◆ CHALLENGE
Count how many lines of the data below contain the string "trace", with case counting. Reply with the number alone.

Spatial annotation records
******************************

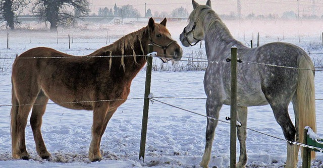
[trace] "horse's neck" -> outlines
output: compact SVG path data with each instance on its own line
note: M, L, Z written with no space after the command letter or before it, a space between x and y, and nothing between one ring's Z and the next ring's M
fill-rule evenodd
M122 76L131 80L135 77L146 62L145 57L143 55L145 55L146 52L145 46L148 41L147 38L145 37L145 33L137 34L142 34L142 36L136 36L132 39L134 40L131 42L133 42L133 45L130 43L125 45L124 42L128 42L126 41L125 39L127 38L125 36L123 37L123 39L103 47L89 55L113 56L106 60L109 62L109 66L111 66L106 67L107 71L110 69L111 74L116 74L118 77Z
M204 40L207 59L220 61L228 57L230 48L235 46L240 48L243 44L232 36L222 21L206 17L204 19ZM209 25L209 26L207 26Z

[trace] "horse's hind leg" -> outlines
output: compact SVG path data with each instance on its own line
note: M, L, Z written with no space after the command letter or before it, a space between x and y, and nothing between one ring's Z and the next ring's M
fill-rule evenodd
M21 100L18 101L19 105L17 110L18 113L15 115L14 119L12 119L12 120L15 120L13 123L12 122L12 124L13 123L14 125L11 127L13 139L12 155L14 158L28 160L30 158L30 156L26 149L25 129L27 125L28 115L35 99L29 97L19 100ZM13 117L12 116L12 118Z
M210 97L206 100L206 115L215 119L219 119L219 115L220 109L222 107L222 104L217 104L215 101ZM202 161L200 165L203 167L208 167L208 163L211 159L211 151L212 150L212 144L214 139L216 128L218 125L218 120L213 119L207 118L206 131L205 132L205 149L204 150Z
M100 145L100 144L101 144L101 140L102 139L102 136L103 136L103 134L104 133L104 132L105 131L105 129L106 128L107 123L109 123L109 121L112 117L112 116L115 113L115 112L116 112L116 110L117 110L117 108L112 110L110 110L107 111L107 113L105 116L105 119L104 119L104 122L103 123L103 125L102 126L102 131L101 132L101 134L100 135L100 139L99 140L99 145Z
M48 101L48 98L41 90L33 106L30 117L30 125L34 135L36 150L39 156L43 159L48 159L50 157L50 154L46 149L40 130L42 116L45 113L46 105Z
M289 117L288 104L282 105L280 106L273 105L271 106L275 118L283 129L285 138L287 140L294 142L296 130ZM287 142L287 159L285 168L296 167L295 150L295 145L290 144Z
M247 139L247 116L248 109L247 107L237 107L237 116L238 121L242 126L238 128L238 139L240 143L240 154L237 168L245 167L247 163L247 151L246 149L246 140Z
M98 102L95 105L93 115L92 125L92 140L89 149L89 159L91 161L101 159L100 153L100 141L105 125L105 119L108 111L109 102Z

******************************

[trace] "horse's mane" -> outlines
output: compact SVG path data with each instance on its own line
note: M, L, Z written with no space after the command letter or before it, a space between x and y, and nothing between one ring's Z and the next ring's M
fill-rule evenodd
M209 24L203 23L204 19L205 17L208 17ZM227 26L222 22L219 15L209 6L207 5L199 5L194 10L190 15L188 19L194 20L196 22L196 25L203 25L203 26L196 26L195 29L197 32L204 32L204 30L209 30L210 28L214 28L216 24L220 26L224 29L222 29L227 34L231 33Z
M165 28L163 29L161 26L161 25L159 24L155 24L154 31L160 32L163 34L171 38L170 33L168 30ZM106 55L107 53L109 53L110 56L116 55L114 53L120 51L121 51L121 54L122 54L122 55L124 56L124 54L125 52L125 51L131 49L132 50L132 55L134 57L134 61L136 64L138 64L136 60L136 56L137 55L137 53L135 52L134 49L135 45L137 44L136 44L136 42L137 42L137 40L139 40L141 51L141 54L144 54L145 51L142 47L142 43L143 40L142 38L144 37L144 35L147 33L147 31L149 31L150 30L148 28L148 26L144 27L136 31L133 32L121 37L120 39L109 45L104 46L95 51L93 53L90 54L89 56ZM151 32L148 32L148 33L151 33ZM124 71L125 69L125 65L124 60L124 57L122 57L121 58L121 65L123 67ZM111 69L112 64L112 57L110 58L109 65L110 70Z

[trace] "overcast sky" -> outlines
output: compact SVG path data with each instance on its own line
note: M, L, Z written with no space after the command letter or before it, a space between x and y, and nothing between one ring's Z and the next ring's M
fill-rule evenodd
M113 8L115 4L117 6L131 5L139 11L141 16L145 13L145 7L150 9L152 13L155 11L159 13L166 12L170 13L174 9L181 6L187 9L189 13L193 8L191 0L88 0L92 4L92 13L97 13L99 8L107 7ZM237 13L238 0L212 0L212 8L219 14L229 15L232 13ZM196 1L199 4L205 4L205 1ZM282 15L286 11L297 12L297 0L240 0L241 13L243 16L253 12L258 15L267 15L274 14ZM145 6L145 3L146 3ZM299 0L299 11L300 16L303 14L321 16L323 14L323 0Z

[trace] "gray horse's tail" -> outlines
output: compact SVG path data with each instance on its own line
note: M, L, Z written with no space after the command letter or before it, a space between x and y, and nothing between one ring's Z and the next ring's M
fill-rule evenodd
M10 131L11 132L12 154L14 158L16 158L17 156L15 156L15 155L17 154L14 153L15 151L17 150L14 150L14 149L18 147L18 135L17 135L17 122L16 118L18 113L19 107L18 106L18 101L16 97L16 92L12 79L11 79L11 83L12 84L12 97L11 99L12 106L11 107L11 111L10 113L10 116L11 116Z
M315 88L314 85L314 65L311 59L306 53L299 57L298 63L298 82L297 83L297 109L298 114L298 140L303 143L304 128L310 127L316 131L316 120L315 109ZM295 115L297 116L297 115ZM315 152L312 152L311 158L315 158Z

******************************

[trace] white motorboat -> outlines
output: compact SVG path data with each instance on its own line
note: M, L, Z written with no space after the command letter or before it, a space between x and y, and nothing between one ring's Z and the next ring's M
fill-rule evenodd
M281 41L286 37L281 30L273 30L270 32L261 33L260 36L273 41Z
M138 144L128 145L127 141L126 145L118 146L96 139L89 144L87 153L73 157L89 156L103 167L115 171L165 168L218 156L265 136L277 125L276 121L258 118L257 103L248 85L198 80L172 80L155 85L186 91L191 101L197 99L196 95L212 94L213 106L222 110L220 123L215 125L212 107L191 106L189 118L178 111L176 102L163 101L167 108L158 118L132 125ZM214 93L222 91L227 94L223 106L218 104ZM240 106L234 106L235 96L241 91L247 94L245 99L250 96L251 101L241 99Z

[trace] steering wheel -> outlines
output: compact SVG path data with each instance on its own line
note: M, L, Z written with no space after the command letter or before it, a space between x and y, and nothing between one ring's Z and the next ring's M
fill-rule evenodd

******************************

◆ REPLY
7